----- SOURCE EXTRACT
Semantic- and Signal-Aware Audio Ad Insertion Engine

UofTHacks 13 Winner - MLH Best Use of ElevenLabs

Authors: James Weng, Ryan Li, David Yang

Pipeline: Upload a product name and audio file with speech → ElevenLabs clones voice(s) and generates a human-like ad read → Call OpenAI API to generate ad text → the system finds the optimal insertion point based on syntactic + semantic context, stitching the ad into the final audio.

Video Demo

Core features

User input for podcast audio and product name - product details are optional
AI-recommended insertion timestamps using semantic + syntactic analysis
ElevenLabs TTS for realistic sponsor reads (single speaker or multi-way conversation)
Preview insertions before rendering final output
Export monetized episodes with loudness matching + crossfades

Tech stack

Frontend: React + TypeScript + Vite, plain CSS with CSS custom properties (Syne + DM Mono + DM Sans fonts)
Backend API: Node.js + Express
Audio pipeline: Python (pydub, librosa, pyloudnorm)
AI services: OpenAI (ad generation + placement), ElevenLabs (TTS/voice cloning)
Media tools: ffmpeg/ffprobe

Project structure

.
----------
**WHAT YOU SHOULD DO**. Copy the ad insertion engine description again, starting at "Core features" and ending at "(pydub, librosa, pyloudnorm)", and swap "podcast" for "radio".
----- ENTRIES SHOWN
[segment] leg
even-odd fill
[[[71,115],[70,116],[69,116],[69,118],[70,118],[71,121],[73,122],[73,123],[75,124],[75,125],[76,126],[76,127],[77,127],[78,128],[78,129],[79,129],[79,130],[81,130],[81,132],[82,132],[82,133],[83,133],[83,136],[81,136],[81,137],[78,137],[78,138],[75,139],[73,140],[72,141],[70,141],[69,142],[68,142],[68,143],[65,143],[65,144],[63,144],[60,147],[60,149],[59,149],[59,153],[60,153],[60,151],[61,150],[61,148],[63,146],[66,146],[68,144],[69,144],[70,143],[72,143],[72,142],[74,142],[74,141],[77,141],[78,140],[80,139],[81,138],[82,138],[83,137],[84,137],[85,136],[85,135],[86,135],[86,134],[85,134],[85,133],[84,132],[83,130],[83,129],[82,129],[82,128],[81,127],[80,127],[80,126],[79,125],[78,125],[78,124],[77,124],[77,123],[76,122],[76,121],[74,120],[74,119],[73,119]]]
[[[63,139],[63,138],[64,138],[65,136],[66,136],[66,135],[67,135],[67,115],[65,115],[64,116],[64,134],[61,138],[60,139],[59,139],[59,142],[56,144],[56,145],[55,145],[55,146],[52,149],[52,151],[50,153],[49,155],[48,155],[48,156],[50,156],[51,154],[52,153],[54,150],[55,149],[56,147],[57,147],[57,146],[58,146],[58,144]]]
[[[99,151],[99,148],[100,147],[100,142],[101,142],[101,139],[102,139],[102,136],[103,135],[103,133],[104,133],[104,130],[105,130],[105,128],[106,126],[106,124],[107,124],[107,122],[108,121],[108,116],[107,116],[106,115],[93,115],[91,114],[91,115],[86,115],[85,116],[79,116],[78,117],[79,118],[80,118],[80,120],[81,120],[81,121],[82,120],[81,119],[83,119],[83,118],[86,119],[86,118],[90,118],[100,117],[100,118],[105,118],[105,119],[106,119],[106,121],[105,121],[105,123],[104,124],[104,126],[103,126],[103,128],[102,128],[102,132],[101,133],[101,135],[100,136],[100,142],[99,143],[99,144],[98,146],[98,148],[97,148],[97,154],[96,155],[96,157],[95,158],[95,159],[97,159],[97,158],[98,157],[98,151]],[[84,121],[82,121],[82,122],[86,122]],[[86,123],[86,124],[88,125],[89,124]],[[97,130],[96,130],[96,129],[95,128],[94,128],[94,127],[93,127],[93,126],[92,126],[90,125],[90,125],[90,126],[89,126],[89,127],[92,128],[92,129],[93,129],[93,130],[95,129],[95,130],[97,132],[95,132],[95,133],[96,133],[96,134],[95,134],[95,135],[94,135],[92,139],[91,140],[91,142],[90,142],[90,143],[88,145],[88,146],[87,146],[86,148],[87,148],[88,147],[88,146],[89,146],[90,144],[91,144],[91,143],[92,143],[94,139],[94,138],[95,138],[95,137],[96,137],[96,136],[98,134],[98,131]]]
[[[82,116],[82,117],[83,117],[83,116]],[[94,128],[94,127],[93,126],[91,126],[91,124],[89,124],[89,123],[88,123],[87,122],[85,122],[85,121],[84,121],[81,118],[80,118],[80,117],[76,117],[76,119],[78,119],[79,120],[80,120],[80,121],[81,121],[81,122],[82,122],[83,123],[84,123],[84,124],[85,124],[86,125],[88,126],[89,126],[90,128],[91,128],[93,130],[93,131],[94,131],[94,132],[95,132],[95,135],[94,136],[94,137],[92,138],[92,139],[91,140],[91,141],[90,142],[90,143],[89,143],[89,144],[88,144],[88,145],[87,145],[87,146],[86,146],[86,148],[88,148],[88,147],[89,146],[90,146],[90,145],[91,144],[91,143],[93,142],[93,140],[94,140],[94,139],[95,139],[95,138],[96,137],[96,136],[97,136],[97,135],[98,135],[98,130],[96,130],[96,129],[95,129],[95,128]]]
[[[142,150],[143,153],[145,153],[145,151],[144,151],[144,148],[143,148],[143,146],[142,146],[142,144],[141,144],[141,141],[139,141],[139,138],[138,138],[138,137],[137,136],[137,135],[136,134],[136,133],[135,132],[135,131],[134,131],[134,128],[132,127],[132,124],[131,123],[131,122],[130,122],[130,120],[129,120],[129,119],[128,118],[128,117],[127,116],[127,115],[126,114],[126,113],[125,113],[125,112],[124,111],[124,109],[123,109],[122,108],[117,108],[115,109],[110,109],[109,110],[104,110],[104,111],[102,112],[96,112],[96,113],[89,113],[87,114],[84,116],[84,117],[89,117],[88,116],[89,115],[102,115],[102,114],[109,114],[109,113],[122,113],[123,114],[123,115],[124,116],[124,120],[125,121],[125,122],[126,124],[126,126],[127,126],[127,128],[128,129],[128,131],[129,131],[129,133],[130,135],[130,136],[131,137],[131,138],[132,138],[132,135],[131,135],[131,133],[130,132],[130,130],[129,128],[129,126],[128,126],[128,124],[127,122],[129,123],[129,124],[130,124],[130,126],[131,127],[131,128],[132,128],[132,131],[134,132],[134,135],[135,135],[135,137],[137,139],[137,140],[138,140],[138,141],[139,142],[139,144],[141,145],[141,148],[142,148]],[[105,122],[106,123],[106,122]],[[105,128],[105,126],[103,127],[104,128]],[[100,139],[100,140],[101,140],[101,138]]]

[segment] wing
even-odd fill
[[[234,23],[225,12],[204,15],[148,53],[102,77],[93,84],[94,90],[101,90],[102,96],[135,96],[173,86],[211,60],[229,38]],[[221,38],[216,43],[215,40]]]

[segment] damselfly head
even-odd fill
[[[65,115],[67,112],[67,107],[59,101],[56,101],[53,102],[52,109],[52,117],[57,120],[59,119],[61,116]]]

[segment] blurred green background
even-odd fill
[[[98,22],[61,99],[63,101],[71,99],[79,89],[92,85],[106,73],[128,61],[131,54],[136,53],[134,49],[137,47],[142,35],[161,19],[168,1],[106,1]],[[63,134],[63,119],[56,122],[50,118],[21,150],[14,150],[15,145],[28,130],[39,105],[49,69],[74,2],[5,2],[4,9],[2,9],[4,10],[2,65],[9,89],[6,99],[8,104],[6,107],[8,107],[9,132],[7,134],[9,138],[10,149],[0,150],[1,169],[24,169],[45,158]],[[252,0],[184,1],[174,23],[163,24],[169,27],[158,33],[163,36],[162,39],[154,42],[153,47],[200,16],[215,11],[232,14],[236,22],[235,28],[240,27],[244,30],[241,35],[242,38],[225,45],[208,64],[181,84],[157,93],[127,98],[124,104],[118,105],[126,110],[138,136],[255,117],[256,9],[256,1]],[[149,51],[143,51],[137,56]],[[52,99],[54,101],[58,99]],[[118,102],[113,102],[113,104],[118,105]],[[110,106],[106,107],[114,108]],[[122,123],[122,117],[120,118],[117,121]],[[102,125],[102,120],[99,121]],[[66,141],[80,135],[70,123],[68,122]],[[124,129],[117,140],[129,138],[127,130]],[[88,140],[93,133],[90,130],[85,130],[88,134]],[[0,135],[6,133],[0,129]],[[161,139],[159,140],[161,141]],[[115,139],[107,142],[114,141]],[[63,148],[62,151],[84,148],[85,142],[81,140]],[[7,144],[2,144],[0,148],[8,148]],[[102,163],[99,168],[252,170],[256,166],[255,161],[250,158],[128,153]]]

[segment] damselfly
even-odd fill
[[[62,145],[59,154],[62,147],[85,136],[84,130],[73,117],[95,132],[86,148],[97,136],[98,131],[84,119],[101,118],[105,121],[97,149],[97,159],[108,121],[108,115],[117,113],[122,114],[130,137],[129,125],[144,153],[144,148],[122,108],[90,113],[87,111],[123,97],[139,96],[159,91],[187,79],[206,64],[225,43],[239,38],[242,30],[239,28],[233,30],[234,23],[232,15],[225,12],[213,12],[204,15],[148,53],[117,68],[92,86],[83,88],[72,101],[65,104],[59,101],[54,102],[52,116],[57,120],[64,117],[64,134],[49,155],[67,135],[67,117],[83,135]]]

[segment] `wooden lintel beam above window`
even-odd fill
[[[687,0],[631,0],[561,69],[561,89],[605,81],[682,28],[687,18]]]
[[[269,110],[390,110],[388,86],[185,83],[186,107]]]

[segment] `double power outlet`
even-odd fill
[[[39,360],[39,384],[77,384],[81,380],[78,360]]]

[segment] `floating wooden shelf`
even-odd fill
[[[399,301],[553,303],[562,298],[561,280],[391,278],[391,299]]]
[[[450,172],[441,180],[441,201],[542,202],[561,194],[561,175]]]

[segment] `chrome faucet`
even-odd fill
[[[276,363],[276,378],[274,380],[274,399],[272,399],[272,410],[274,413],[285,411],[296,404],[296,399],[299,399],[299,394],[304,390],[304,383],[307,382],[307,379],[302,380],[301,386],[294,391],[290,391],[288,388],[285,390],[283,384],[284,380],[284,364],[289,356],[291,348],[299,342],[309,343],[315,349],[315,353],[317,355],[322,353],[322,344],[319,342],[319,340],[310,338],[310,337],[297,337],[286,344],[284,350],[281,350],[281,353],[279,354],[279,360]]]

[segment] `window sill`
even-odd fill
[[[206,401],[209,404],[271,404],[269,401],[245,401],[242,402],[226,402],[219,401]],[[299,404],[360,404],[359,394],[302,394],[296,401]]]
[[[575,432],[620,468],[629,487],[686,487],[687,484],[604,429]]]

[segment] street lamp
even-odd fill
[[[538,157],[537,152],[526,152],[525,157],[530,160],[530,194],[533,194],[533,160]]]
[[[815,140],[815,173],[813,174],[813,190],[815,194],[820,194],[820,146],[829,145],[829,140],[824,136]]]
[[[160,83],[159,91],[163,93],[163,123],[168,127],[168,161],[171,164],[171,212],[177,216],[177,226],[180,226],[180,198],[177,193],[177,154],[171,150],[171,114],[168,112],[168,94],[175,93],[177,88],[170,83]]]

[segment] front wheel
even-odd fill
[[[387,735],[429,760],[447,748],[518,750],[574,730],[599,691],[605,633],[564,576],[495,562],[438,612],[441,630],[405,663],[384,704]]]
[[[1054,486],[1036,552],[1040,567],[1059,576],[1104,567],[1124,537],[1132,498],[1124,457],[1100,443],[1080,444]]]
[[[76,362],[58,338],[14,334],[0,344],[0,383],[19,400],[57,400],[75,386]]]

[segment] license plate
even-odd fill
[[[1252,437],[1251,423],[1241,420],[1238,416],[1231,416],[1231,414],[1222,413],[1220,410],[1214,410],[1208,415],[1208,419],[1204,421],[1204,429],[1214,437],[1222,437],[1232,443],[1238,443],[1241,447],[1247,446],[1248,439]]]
----------
**ANSWER TO THE EXERCISE**.
Core features

User input for radio audio and product name - product details are optional
AI-recommended insertion timestamps using semantic + syntactic analysis
ElevenLabs TTS for realistic sponsor reads (single speaker or multi-way conversation)
Preview insertions before rendering final output
Export monetized episodes with loudness matching + crossfades

Tech stack

Frontend: React + TypeScript + Vite, plain CSS with CSS custom properties (Syne + DM Mono + DM Sans fonts)
Backend API: Node.js + Express
Audio pipeline: Python (pydub, librosa, pyloudnorm)